====== INFORMATION SUPPLIED ======
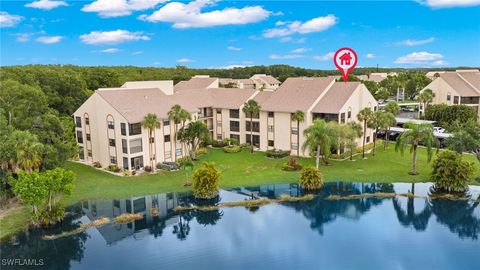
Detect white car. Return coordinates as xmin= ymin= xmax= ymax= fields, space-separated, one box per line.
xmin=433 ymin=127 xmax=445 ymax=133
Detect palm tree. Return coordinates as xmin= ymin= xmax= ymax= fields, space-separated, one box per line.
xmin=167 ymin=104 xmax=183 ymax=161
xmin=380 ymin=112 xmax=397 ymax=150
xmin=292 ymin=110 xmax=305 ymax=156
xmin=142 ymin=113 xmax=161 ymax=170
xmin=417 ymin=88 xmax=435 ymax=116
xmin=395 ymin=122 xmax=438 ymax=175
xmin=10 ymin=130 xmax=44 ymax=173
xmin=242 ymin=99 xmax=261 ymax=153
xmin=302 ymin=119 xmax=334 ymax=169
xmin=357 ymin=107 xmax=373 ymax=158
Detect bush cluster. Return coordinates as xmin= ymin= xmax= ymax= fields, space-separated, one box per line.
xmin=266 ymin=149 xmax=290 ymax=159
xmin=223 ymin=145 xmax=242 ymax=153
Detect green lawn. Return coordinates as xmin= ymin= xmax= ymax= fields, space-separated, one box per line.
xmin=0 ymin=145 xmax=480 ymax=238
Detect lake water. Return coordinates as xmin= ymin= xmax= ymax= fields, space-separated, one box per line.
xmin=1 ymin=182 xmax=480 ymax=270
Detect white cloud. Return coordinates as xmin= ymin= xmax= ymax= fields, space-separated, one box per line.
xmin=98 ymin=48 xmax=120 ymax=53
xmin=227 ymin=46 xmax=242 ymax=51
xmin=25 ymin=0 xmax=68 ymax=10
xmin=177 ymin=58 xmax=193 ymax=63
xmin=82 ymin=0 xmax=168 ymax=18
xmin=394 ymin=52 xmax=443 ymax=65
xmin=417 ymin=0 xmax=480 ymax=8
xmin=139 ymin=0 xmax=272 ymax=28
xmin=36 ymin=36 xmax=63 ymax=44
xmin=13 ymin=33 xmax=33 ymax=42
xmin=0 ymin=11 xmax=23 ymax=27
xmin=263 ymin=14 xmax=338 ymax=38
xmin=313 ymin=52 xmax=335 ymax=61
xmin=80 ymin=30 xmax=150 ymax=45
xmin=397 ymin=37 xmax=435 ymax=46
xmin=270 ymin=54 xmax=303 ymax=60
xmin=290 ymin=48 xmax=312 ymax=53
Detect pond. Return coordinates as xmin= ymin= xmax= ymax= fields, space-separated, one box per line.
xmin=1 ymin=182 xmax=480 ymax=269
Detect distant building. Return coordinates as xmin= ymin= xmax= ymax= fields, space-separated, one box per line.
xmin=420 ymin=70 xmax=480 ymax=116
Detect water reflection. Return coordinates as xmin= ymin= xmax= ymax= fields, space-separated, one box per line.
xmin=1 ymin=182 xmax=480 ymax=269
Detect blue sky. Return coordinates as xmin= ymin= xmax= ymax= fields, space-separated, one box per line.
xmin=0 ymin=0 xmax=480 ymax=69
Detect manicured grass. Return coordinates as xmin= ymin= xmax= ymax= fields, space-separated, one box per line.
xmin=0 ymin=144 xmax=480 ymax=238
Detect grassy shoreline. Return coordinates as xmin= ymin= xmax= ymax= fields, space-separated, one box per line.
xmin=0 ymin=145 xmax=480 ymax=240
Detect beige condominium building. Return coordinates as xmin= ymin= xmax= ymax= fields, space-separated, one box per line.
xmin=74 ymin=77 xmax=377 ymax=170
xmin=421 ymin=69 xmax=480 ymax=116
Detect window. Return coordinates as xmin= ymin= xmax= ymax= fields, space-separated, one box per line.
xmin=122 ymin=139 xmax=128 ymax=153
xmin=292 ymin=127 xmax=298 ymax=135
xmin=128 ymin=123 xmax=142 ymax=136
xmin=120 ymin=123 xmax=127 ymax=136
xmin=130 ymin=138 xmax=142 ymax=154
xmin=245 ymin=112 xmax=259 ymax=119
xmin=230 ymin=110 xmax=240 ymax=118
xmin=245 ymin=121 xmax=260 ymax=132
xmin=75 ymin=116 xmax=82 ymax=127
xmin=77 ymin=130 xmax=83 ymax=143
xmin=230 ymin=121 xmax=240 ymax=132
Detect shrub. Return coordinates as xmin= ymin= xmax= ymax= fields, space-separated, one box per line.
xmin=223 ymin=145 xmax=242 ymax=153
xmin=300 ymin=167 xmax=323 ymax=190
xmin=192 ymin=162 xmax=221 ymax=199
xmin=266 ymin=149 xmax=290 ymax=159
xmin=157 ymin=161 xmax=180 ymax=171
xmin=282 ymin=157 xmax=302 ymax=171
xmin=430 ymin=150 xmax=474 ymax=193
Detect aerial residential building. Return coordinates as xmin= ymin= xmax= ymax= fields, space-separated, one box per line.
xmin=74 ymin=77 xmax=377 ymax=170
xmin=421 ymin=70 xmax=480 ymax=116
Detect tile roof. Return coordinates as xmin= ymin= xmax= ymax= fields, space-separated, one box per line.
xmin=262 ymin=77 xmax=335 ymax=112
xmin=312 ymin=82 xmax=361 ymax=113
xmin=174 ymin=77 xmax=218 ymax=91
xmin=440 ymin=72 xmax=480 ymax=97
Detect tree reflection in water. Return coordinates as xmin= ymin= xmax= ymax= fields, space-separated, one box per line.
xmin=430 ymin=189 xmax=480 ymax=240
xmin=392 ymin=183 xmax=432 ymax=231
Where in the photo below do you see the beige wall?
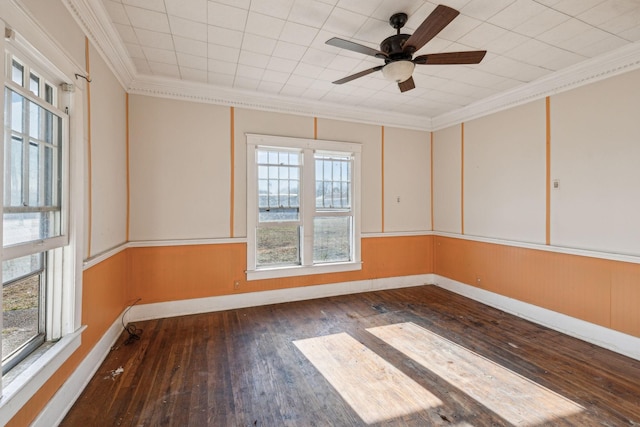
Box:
======
» **TASK STATEMENT**:
Reproduce all of the entries above verbatim, leaving the pictures out of your answer.

» **THE RESPONSE**:
Detect white car. Return coordinates as xmin= ymin= xmax= ymax= fields, space-separated, one box per line.
xmin=433 ymin=127 xmax=445 ymax=133
Detect palm tree. Return coordinates as xmin= ymin= xmax= ymax= fields, space-separated, one box per line.
xmin=167 ymin=104 xmax=183 ymax=161
xmin=380 ymin=112 xmax=397 ymax=150
xmin=292 ymin=110 xmax=305 ymax=156
xmin=142 ymin=113 xmax=161 ymax=170
xmin=417 ymin=88 xmax=435 ymax=116
xmin=395 ymin=122 xmax=438 ymax=175
xmin=10 ymin=130 xmax=44 ymax=173
xmin=242 ymin=99 xmax=261 ymax=153
xmin=302 ymin=119 xmax=334 ymax=169
xmin=357 ymin=107 xmax=373 ymax=158
Detect bush cluster. Return coordinates as xmin= ymin= xmax= ymax= fields, space-separated, one box per line.
xmin=266 ymin=149 xmax=290 ymax=159
xmin=223 ymin=145 xmax=242 ymax=153
Detect green lawn. Return coordinates as xmin= ymin= xmax= ymax= fields, space-separated, one box per line.
xmin=0 ymin=145 xmax=480 ymax=238
Detect lake water. Return coordinates as xmin= ymin= xmax= ymax= fields, space-separated, one box per line.
xmin=1 ymin=182 xmax=480 ymax=270
Detect white cloud. Return coordinates as xmin= ymin= xmax= ymax= fields, space-separated, one box per line.
xmin=98 ymin=48 xmax=120 ymax=53
xmin=227 ymin=46 xmax=242 ymax=51
xmin=25 ymin=0 xmax=68 ymax=10
xmin=177 ymin=58 xmax=193 ymax=63
xmin=82 ymin=0 xmax=168 ymax=18
xmin=394 ymin=52 xmax=443 ymax=65
xmin=417 ymin=0 xmax=480 ymax=8
xmin=139 ymin=0 xmax=272 ymax=28
xmin=36 ymin=36 xmax=63 ymax=44
xmin=13 ymin=33 xmax=33 ymax=42
xmin=0 ymin=11 xmax=23 ymax=27
xmin=263 ymin=14 xmax=338 ymax=38
xmin=313 ymin=52 xmax=335 ymax=61
xmin=80 ymin=30 xmax=150 ymax=45
xmin=397 ymin=37 xmax=435 ymax=46
xmin=270 ymin=54 xmax=303 ymax=60
xmin=290 ymin=48 xmax=312 ymax=53
Detect pond. Return coordinates as xmin= ymin= xmax= ymax= fields, space-separated, one box per line.
xmin=1 ymin=182 xmax=480 ymax=269
Detect distant building. Return coordinates as xmin= ymin= xmax= ymax= fields, space-separated, one box per line.
xmin=420 ymin=70 xmax=480 ymax=116
Detect water reflection. Return coordinates as xmin= ymin= xmax= ymax= fields, space-separated, one box per line.
xmin=1 ymin=182 xmax=480 ymax=269
Detect blue sky. Return coordinates as xmin= ymin= xmax= ymax= fields, space-separated, one box per line.
xmin=0 ymin=0 xmax=480 ymax=69
Detect manicured grass. Return coordinates as xmin= ymin= xmax= ymax= fields, space-separated, one box per line.
xmin=0 ymin=144 xmax=480 ymax=238
Detect grassy shoreline. Return coordinates as xmin= ymin= xmax= ymax= fields, space-separated, one box per line.
xmin=0 ymin=145 xmax=480 ymax=240
Detect beige condominium building. Return coordinates as xmin= ymin= xmax= ymax= fields, space-separated, one box per line.
xmin=74 ymin=77 xmax=377 ymax=170
xmin=421 ymin=69 xmax=480 ymax=116
Detect window. Return coordinates as xmin= ymin= xmax= ymax= fields, space-separated, one box per line.
xmin=122 ymin=139 xmax=128 ymax=153
xmin=292 ymin=127 xmax=298 ymax=135
xmin=128 ymin=123 xmax=142 ymax=136
xmin=120 ymin=123 xmax=127 ymax=136
xmin=130 ymin=138 xmax=142 ymax=154
xmin=245 ymin=112 xmax=259 ymax=119
xmin=230 ymin=110 xmax=240 ymax=118
xmin=245 ymin=121 xmax=260 ymax=132
xmin=75 ymin=116 xmax=82 ymax=127
xmin=77 ymin=130 xmax=83 ymax=143
xmin=230 ymin=121 xmax=240 ymax=132
Detect shrub. Return coordinates as xmin= ymin= xmax= ymax= fields, space-separated, one box per line.
xmin=223 ymin=145 xmax=242 ymax=153
xmin=300 ymin=167 xmax=323 ymax=190
xmin=192 ymin=162 xmax=221 ymax=199
xmin=266 ymin=149 xmax=290 ymax=159
xmin=157 ymin=161 xmax=180 ymax=171
xmin=282 ymin=157 xmax=302 ymax=171
xmin=430 ymin=150 xmax=474 ymax=193
Detect aerial residential building. Return coordinates as xmin= ymin= xmax= ymax= fields, space-separated, one box per line.
xmin=74 ymin=77 xmax=377 ymax=170
xmin=421 ymin=70 xmax=480 ymax=116
Detect tile roof. Return coordinates as xmin= ymin= xmax= ymax= fields, space-separated, one box per line.
xmin=262 ymin=77 xmax=335 ymax=112
xmin=312 ymin=82 xmax=361 ymax=113
xmin=174 ymin=77 xmax=218 ymax=91
xmin=440 ymin=72 xmax=480 ymax=97
Detect tree reflection in water. Return coordinates as xmin= ymin= xmax= ymax= fields, space-separated, one box per line.
xmin=430 ymin=189 xmax=480 ymax=240
xmin=392 ymin=183 xmax=432 ymax=231
Where in the photo below do you see the beige wall?
Box:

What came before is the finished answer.